Having moved, cleaned, set up and/or thrown away their possessions, the upperclassmen soon were ready for the most unusual ritual of them all rush. It was, as a story in The Dartmouth comments each year, "hectic, exhausting, but very successful." Despite the prophecies a few years ago that fraternities were destined to die, more people rushed and pledged this year than in any year since 1955. But within this neat statistic are some surprising and not wholly unwelcome facts.
The first is that Delta Kappa Epsilon continued on its road to recovery and now has close to a full complement of members. This year it was rushed by a large group and it ended in selecting twenty-two (not counting late rush)
The second is that another house, Alpha Delta Phi, suddenly collapsed in its mass appeal and was able to sink only five new men. This is not to deprecate AD, but rather to show that the total number of pledges (490) was extraordinary indeed. Some houses took as many as 28.
The third fact is that Spring Term visitations seemed to take at least some of the confusion out of the whole process. Many more sophomores knew exactly where they were going. The number of those who visited only two or three houses on the first night of rush was significant enough to make this point.
The tail end of freshman visitations is dirty rush. Dirty rush is one of those entrenched things that goes on all the time, but that no one admits exists. It is not safe to admit it since the rules against indoctrinating an innocent freshman before the magic time of sophomore year are explicit and bear heavy penalties. It is currently the contention of many sophomores that dirty rush is the key to untangling the mess that fall rush is. Fall rush allows too little time, it depends too much upon superficial impressions, and it is generally a horrible strain on both houseman and rushee. Given a chance as many were after last term's visitations —to be dirty rushed, a man can learn more, just as a fraternity can learn more. Perhaps another useless rule will someday fall before the great god of convenience and progress.

---

» WORK REQUEST A
Update the listing from its first line through the line that contains "positive clicks: (164, 91)", replacing "box" with "bounding box" and keeping everything else the same. Please return only those lines, without the pictures.

» AVAILABLE RECORDS
---

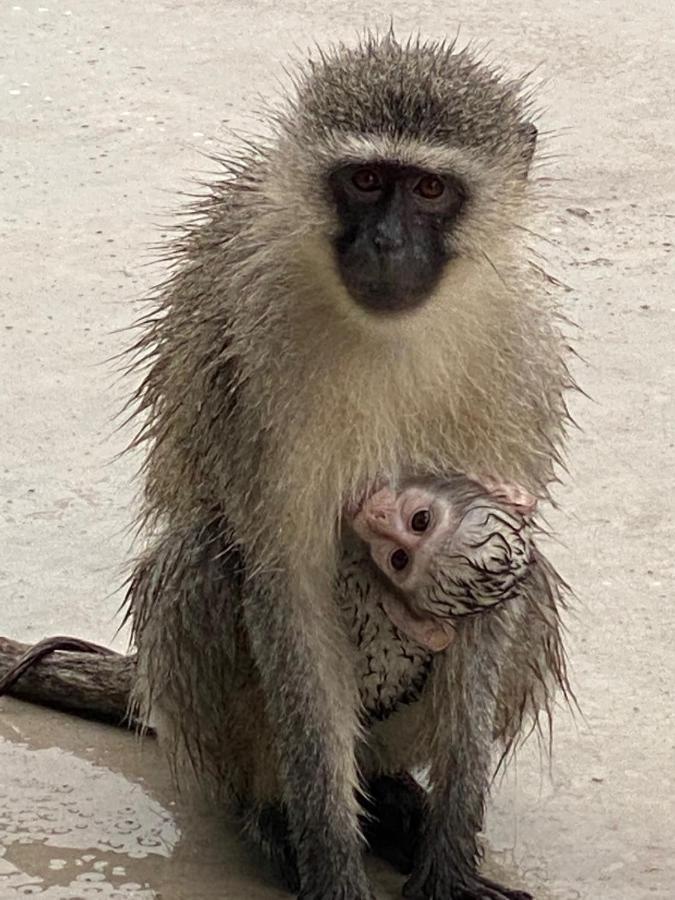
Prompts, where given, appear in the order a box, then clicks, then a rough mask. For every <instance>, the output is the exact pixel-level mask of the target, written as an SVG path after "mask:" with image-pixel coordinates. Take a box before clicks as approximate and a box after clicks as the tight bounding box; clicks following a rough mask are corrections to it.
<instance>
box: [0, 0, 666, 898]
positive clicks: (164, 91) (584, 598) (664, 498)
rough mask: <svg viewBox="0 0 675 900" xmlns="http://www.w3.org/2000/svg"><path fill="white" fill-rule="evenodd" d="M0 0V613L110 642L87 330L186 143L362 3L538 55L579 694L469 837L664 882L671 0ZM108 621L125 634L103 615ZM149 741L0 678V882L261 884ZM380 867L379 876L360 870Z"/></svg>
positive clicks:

---

» WORK REQUEST B
Name every shortcoming of fall rush that the article on fraternity rush lists.

» TASK RESULT A
Prompts, where given, appear in the order a bounding box, then clicks, then a rough mask. For every <instance>, the output is the exact pixel-level mask of the target, written as an SVG path after "mask:" with image-pixel coordinates. Take a bounding box before clicks as approximate and a bounding box after clicks as the tight bounding bounding box; clicks following a rough mask are corrections to it.
<instance>
bounding box: [0, 0, 666, 898]
positive clicks: (164, 91) (584, 598) (664, 498)

» TASK RESULT B
- It allows too little time.
- It depends too much upon superficial impressions.
- It is generally a horrible strain on both houseman and rushee.